What you need to do:
a: In the soil tensile strength passage, what were the height and diameter of the undisturbed soil cores?
b: Carry on the soil tensile strength passage from where it stops.

Quoted passage:
>>>>

Laboratory methods

In the laboratory tensile strength of undisturbed soil cores and aggregates was determined at a range of pressure potentials. The results were compared to the above-mentioned field measurements and to the laboratory measurements of annulus shear strength according to the method of Schjønning (1986). Finally, the results were correlated to soil pore characteristics (Papers I and V).

4.2.1 Bulk soil tensile strength

Methods of measuring tensile strength in a compression test on single aggregates (e.g. Dexter

& Kroesbergen, 1985; Dexter & Watts, 2000) or on soil cores (e.g. the Brazilian method, (Kirkham et al., 1959)) are well known. However, it is difficult to measure tensile strength in a compression test at soil water contents similar to those in the field at tillage. Plastic deformation will occur in wet soil and the mode of failure shifts from pure tensile to shearing and compression. Methods for measuring soil tensile strength in a direct tension test have

been introduced by a number of authors (Gill, 1959; Farrell et al., 1967; Nearing et al., 1988;

Junge et al., 2000). However, they all measured tensile strength on remoulded soil packed into cylinders or moulds.

4.2.1.1 Method development

The primary objective was to develop a method for measuring tensile strength in a direct tension test on undisturbed, field-sampled soil cores at water contents around field capacity.

For that purpose, undisturbed soil cores (height 5.00 cm, diameter 4.45 cm) were sampled in two-piece steel cylinders, adjusted to predefined pressure potentials on sandboxes or ceramic plates and subjected to a direct tension test (Figure 3) (consult Paper V for further details).

Problems with the soil cores sliding in the rings were encountered in the trials. The problem was overcome reasonably well at -50 and -100 hPa pressure potential by gluing the soil to the metal ring with silicone glue, but not at -300 hPa. The approach of Farrell et al. (1967) may be applicable for measurements on soil cores drier than -100 hPa. They used the epoxy resin, Araldite, to seal the ends of the soil cores to end plates.

<<<<

Box annotations on photos:
>>>>

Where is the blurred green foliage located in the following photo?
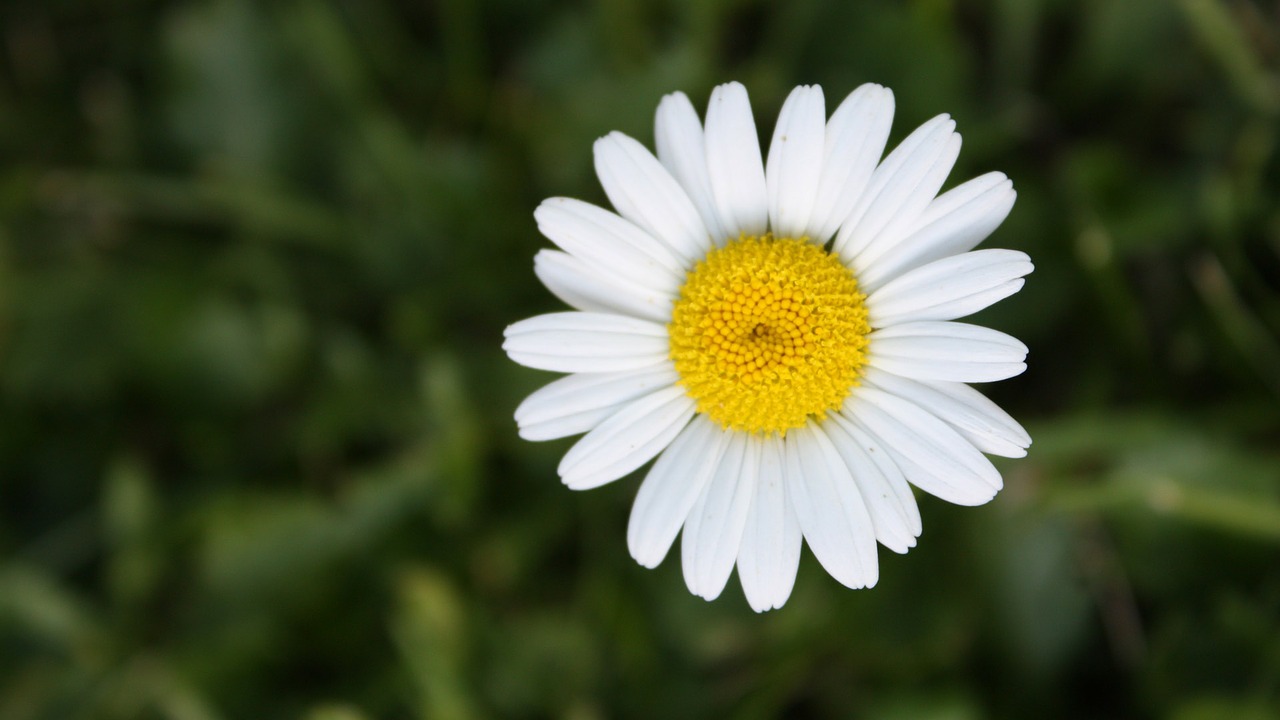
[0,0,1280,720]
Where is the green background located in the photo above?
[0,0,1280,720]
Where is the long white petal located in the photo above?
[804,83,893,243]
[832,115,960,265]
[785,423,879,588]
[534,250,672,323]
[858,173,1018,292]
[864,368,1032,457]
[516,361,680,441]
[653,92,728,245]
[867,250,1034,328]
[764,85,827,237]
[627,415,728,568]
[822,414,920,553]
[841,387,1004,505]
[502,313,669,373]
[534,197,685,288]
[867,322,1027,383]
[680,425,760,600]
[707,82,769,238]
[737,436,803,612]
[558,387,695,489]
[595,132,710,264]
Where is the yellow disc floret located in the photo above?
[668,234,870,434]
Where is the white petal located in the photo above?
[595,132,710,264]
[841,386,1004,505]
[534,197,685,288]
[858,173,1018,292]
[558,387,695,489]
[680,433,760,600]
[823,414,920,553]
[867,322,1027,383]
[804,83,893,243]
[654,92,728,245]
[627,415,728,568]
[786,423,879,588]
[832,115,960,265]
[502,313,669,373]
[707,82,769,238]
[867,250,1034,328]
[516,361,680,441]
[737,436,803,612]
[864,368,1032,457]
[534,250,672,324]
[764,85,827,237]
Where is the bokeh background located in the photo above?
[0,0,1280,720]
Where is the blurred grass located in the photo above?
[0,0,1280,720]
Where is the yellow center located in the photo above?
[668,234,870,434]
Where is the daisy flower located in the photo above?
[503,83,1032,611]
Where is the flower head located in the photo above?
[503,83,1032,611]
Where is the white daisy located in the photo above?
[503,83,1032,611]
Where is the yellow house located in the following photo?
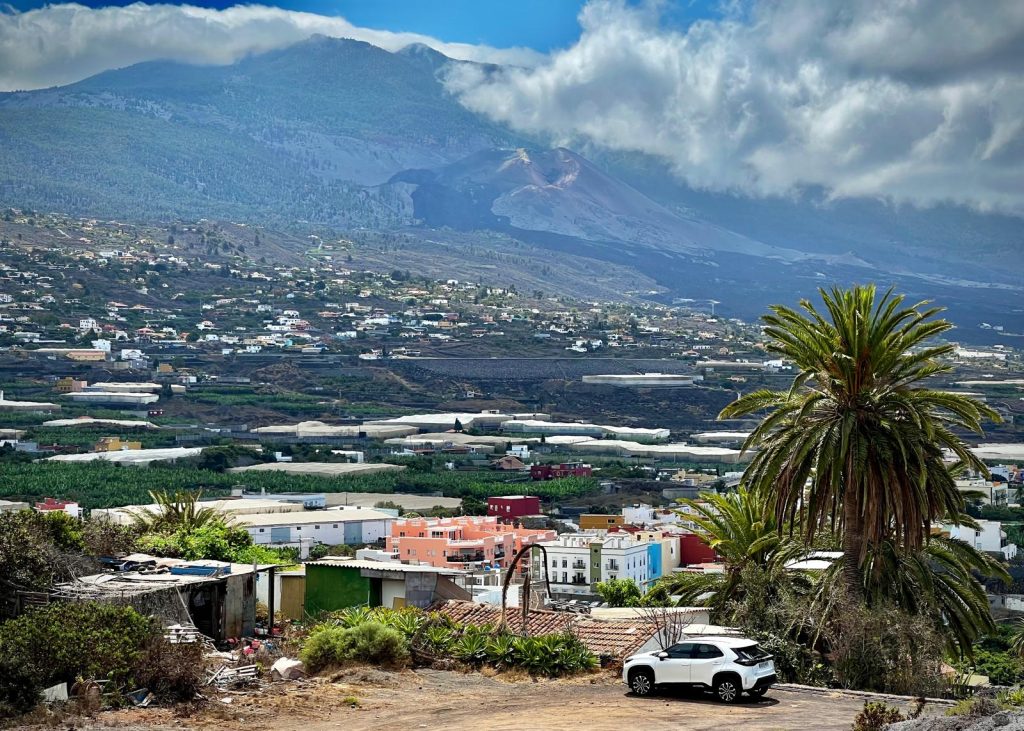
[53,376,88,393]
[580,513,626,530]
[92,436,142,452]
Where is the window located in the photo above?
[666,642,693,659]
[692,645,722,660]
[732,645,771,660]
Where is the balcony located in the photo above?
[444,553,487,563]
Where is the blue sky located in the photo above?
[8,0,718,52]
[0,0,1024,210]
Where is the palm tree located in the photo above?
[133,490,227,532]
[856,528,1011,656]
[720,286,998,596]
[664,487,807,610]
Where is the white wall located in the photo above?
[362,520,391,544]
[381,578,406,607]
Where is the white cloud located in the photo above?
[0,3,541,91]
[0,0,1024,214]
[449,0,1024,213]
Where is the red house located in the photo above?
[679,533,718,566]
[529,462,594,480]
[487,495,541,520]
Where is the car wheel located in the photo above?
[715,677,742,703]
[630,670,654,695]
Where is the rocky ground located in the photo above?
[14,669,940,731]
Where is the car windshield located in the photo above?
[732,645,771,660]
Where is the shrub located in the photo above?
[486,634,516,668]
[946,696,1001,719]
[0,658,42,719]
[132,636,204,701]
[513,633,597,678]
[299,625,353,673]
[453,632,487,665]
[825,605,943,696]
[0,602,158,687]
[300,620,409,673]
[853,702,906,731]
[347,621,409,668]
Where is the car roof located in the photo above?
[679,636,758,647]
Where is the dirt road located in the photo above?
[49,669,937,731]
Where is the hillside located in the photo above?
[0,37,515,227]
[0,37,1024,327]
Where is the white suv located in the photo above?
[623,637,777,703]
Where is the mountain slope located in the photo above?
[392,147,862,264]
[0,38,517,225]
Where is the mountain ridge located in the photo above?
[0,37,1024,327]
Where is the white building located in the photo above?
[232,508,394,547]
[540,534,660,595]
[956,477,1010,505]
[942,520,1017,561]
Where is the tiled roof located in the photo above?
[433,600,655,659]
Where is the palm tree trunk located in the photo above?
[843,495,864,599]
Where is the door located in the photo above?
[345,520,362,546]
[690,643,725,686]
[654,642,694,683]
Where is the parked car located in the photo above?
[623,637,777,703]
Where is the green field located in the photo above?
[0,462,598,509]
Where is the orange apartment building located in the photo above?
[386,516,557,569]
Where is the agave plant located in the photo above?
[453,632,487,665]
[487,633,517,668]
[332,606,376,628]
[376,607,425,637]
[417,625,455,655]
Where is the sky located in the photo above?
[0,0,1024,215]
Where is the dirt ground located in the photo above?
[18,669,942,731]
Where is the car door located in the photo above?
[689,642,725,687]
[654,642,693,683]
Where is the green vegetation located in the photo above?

<<<<

Per-task answers:
a: Height 5.00 cm, diameter 4.45 cm.

b:
Figure 3. The experimental setup of the direct tension test on soil cores. (A) adjustable steel bar connected to the pressure transducer, (B) plastic cap attached to the upper half of the two-piece cylinder, (C) two-two-piece cylinder enclosing the undisturbed soil core, (D) rigid frame to which the lower half of the two-piece cylinder is fastened. (Paper V).

As the soil cores were kept inside the cylinders during the tension test, some soil-metal friction could not be avoided, i.e. the cores did not always break at the interface between the two cylinders. The results suggested a stronger influence of soil-metal friction for the compacted PAC soil than for the reference treated REF soil at -100 hPa (Paper V). However, the statistical tests did not reveal a significant influence of soil-metal friction on the tensile strength results.

B

D

C

A

The range of tensile strengths measured in this study (2-3.2 kPa) agreed with results reported by Nearing et al. (1988) who measured tensile strength on repacked soil cores (3.88 cm diameter) at comparable water contents. Farrell et al. (1967) measured tensile strength between 1015 kPa on repacked soil cores (3.8 cm in diameter) at water contents between -100 and -500 hPa. Even though they used soil of similar textural composition as the soil used in Paper V, it is difficult to compare the results because they used dense soil (i.e. bulk density: 1.7 g cm^-3).

The direct tensile strength results agreed well with the aggregate tensile strength results, reported in Paper IV (Figure 4). In both cases the PAC soil had the largest tensile strength and, as expected, the tensile strength of the soil cores was markedly lower than the tensile strength of the soil aggregates measured at the same pressure potential (-100 hPa). Notice that the predicted tensile strength of soil aggregates with a diameter similar to that of the soil cores (4.45 cm) was close to the tensile strength measured on soil cores. This indicates a good correlation between the indirect (compression) and direct tension test. Plastic deformation was supposed to play a significant role in the indirect tension test (compression) when using moist aggregates, which would result in erroneously low estimates of tensile strength.

However, the good correlation found between the indirect and direct test does not support this hypothesis.

Figure 4. The relationship between tensile strength, Y (kPa) and sample cross sectional area, A (m²) in a log-log scale. Lines indicate linear regression for log aggregate tensile strength vs.

log aggregate cross sectional area (i.e., direct tension test results not included). All measurements were performed at –100 hPa pressure potential. (──) PAC, (---) REF. Bars indicate +/- 1 standard error of the mean. PAC: compacted, REF: reference. (Paper V).

Sample cross sectional area (mm²)

1 10 100 1000

Tensile strength, Y (kPa)

5 50

1 10

PAC (aggregates) REF (aggregates) PAC (Cores) REF (Cores)

4.2.2 Tensile strength and rupture energy of aggregates

Tensile strength may be determined from the force needed to crack an individual aggregate between two flat parallel plates (Rogowski (1964), Rogowski & Kirkham (1976), Braunack et al. (1979), and Dexter & Kroesbergen (1985)):

Y=c * F/d² (1)

Y= tensile strength; F= polar force of failure; d= diameter of spherical particle.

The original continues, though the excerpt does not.